(STUDY MATERIAL Opens)

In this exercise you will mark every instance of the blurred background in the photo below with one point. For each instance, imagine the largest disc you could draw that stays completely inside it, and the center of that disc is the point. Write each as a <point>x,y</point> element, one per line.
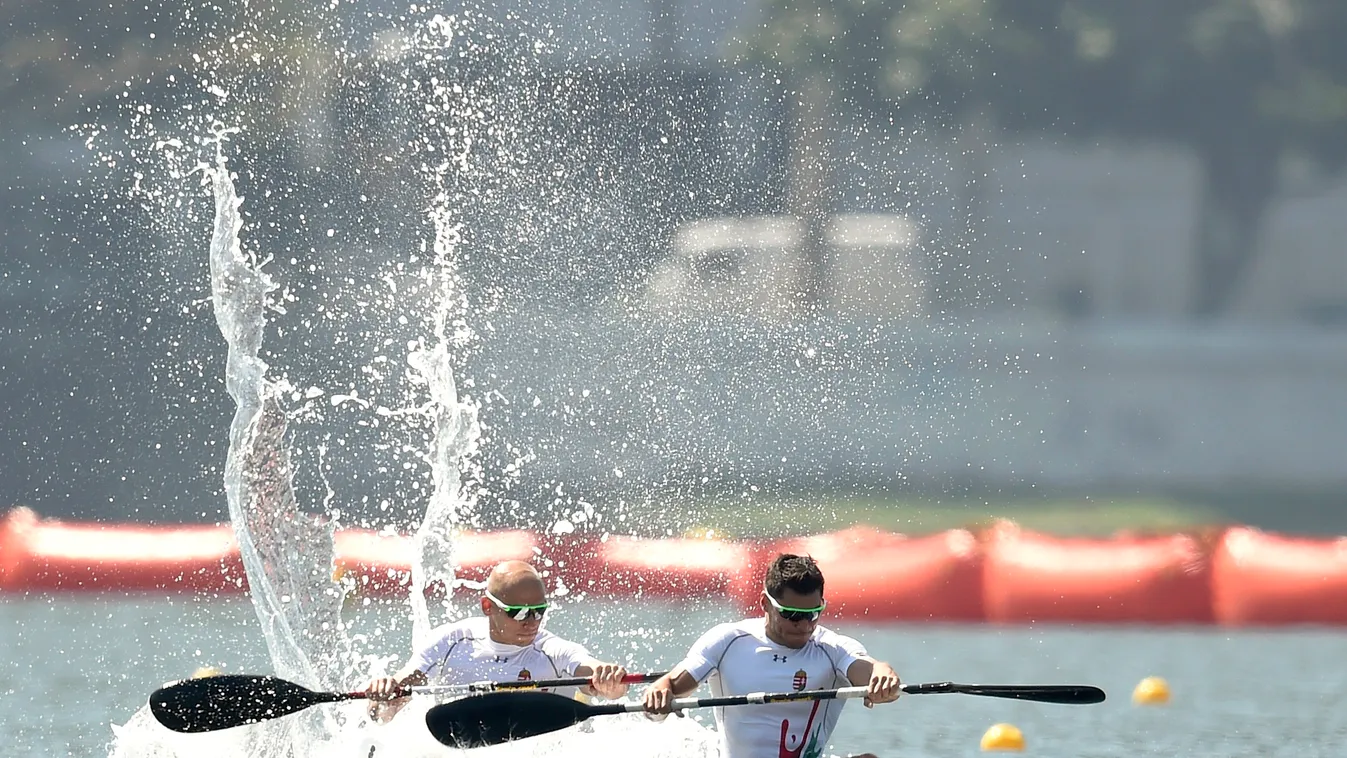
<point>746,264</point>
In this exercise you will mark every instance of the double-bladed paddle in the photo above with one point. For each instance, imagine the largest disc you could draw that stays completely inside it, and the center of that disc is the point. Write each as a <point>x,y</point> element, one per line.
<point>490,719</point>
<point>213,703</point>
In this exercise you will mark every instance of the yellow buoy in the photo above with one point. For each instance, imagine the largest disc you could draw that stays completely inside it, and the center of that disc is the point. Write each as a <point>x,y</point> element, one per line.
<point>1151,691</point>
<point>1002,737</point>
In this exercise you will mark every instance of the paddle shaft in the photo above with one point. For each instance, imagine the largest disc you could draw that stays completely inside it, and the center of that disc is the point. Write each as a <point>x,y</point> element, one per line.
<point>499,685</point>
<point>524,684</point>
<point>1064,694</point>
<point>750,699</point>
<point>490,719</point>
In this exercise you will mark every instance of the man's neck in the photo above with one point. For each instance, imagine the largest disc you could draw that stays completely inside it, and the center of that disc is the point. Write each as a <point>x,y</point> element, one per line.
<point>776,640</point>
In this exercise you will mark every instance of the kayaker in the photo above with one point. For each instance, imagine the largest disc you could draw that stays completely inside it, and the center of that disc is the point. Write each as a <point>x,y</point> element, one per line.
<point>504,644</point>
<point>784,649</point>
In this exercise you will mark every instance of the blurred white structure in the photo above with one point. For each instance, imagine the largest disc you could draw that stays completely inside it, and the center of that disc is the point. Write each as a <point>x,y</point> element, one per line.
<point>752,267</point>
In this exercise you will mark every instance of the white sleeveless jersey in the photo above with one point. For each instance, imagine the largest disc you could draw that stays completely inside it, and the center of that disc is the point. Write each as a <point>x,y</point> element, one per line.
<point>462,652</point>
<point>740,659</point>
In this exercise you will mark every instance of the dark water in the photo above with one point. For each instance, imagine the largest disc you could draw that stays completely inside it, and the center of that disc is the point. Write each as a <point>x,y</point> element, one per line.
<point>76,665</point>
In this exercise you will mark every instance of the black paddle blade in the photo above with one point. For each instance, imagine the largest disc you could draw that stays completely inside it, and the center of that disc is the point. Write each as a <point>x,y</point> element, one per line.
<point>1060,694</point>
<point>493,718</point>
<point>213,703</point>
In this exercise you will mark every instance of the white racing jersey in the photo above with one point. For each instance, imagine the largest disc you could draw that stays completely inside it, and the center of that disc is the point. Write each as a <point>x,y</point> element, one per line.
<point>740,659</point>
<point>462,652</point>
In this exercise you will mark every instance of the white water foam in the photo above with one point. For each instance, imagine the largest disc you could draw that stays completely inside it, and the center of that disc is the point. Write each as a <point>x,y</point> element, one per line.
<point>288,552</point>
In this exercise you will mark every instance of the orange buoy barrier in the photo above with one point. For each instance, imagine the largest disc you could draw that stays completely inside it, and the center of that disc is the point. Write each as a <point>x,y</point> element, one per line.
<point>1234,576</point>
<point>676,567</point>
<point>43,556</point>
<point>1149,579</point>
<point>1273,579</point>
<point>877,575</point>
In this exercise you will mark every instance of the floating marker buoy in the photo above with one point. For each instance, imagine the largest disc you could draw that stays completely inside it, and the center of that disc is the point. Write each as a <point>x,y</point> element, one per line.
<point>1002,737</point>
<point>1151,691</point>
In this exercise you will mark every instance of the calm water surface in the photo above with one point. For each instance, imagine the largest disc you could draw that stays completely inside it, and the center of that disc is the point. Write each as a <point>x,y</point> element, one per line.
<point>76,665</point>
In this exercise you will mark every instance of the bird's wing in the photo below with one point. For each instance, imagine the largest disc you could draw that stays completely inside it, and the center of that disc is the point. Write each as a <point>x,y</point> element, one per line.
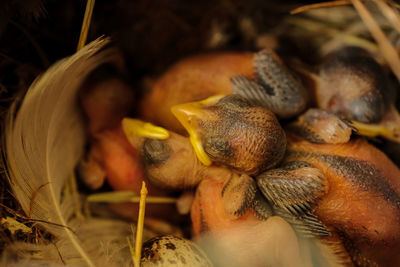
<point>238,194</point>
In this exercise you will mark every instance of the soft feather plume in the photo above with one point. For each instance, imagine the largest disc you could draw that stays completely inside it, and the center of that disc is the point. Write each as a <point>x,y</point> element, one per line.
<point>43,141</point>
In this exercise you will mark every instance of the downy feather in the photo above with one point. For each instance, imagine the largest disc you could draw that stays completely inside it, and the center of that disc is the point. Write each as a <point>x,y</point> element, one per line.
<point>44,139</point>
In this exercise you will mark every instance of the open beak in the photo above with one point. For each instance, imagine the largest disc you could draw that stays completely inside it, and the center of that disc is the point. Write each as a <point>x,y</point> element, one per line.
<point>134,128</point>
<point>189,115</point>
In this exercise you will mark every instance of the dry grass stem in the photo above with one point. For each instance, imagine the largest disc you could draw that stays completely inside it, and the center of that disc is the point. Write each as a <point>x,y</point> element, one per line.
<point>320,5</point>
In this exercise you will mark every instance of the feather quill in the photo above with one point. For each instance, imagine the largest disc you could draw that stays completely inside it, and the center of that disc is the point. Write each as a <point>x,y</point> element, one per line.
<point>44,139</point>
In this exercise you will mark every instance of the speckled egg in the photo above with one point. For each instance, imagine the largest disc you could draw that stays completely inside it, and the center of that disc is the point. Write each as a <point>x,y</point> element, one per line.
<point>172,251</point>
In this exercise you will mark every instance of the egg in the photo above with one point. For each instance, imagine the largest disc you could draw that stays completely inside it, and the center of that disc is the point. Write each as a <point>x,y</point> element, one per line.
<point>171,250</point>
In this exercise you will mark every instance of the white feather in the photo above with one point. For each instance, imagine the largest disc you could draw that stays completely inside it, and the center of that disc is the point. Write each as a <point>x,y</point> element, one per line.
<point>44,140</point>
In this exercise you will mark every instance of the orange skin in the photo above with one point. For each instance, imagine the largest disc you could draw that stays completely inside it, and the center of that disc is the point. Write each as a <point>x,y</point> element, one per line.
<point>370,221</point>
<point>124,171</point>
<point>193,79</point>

(STUDY MATERIAL Closes)

REQUIRED ACTION
For this step, transcribe all the material above exactly and drop the images.

SOLUTION
In this exercise you will mark every instance of the blurred background in the photo below with one point. For each instance, imagine the largest disc you could draw that stays completely inside it, and the center of that disc is the point. Write each as a <point>x,y</point> element, one per line.
<point>746,264</point>
In this exercise you will mark every instance of the double-bladed paddle in the photo above with one point. For each instance, imagine the largest disc you could draw that stays completely inside it, and the center of that disc is the point. Write each as a <point>x,y</point> element, one per line.
<point>490,719</point>
<point>213,703</point>
In this exercise you will mark every instance of the yellow buoy in the photo above with one point. For each instance, imagine the largest disc you could draw that stays completely inside it, and the center of that disc is the point. Write each as a <point>x,y</point> element, one per line.
<point>1151,691</point>
<point>1002,737</point>
In this exercise you will mark every instance of the paddle shaft in the photo above with one point. For each instance, imagine the largest disc you could draw that stays completely inside it, and the center of that disc is the point. Write each as a <point>x,y</point> element, one per line.
<point>499,685</point>
<point>524,684</point>
<point>1064,694</point>
<point>750,699</point>
<point>490,719</point>
In this exercise you will mark every instance of the man's neck in the photo above with one point. For each instance, imagine the largest disc you could draw that stays completely inside it, and the center of that disc is the point. Write each as a <point>x,y</point> element, one per line.
<point>776,640</point>
In this exercise you will mark every instance of the kayaker in the photo above with one point. For each instance, imagine the largest disc you could draw that stays completely inside it, and the center of that disc is the point. Write each as a <point>x,y</point> element, one per line.
<point>504,644</point>
<point>784,649</point>
In this exercise you will mark every instance of the blurred white structure in the photo above with one point. For each instance, imagine the largest disc you could draw that stays completely inside it, and the center of that disc is the point. Write each as a <point>x,y</point> element, one per line.
<point>752,267</point>
In this exercise you will mark every instance of the white sleeveless jersey in the photo above with one point. For each instance, imagine the largest disc you could draw that stays completely inside it, and the center of that disc is the point. Write each as a <point>x,y</point> element, one per line.
<point>462,652</point>
<point>740,659</point>
In this exercise you will mark every instance of the dark water in the photo above with one point. For each instance, imagine the largest disc you could draw that stays completely inside it, and the center of that disc is the point. Write each as a <point>x,y</point> element, one per line.
<point>76,665</point>
In this exercise you will mark every instance of the black paddle blade in the photo above with one point. For each instance, imagine the largest disc you could draw that stays completely inside it, and the center of that disc is the point. Write each as a <point>x,y</point> element, one per line.
<point>1060,694</point>
<point>493,718</point>
<point>213,703</point>
In this exercise you will mark every instance of the white racing jersey in the photo above with one point. For each instance, imagine the largest disc you could draw that stays completely inside it, and the center of that disc is the point. Write each as a <point>x,y</point> element, one per line.
<point>740,659</point>
<point>462,652</point>
In this exercise you will mark every instance of the white water foam in the photo above with one point. For each instance, imagine the largest disc you could draw that stays completely inside it, and the center of that disc is the point. Write each as a <point>x,y</point> element, one per line.
<point>288,552</point>
In this exercise you will mark every instance of the orange buoy barrier in the photo above with one point. For each instance, imagine the largest disc you could draw that stays completely inside it, and the center of that disc is the point. Write each as a <point>x,y</point> element, one per line.
<point>1234,576</point>
<point>676,567</point>
<point>43,556</point>
<point>1149,579</point>
<point>1273,579</point>
<point>877,575</point>
In this exercise you will mark every instance of the floating marker buoy in the photo above with one point. For each instance, imagine the largest disc you could draw that stays completely inside it, and the center of that disc is the point. Write each as a <point>x,y</point> element, one per line.
<point>1002,737</point>
<point>1151,691</point>
In this exercise you will mark every instance of the calm water surface in the photo above with one point. For each instance, imagine the largest disc you could draw that stays completely inside it, and the center of that disc is the point. Write each as a <point>x,y</point> element, one per line.
<point>76,665</point>
In this exercise you will mark every instance of the bird's wing in the photo below with one point. For each instance, imagine the largest disc you could draw that stays completely inside it, and the center of that disc is the point. Write each as a <point>x,y</point> element, one per line.
<point>238,194</point>
In this exercise you will mark every instance of the soft feather plume in the photo above with one point. For each instance, imagine the largest disc you could draw that stays completely inside it, and the center of that disc is the point. Write each as a <point>x,y</point> element, one per line.
<point>43,141</point>
In this exercise you will mark every instance of the downy feather in the photo above with one point. For each instance, imagine the largest disc you could draw that stays completely inside it, and the center of that disc is the point. Write each as a <point>x,y</point> element, one per line.
<point>44,139</point>
In this exercise you will mark every instance of the open beak in the photo above with one point. For each instance, imagine the largest disc you could draw that stays completely inside it, and the center of that disc is the point. Write each as a <point>x,y</point> element, one per line.
<point>134,128</point>
<point>189,115</point>
In this exercise you will mark every instance of the dry grass stem in the photo above with one point. For each instance, imagine the largest disc you could draw that stays completely inside it, and the center of that disc is the point. Write each as a <point>x,y</point> element, one per line.
<point>320,5</point>
In this exercise you will mark every instance of the feather quill in the photo above with one point. For each instance, imagine the largest disc you could draw that stays completely inside it, and the center of that disc is the point. Write each as a <point>x,y</point> element, one per line.
<point>44,139</point>
In this exercise you will mark every instance of the speckled egg in the photo above with one point. For each instance, imagine the largest disc you could draw that stays completely inside it, and the center of that disc is the point. Write each as a <point>x,y</point> element, one per line.
<point>172,251</point>
In this exercise you will mark every instance of the egg in the photo above with one point. For each instance, imagine the largest disc you could draw that stays completely inside it, and the center of that disc is the point. Write each as a <point>x,y</point> element, one per line.
<point>171,250</point>
In this exercise you will mark every instance of the white feather in the photo above with one point. For each instance, imagine the largest disc you could draw that stays completely inside it, and the center of that disc is the point. Write each as a <point>x,y</point> element, one per line.
<point>44,140</point>
In this exercise you will mark every instance of the orange skin in the photo above with one point. For each instance, imagine the largest disc you could draw that stays completely inside it, and the center of that disc is the point. Write each as a <point>x,y</point> element, one per line.
<point>370,221</point>
<point>124,171</point>
<point>193,79</point>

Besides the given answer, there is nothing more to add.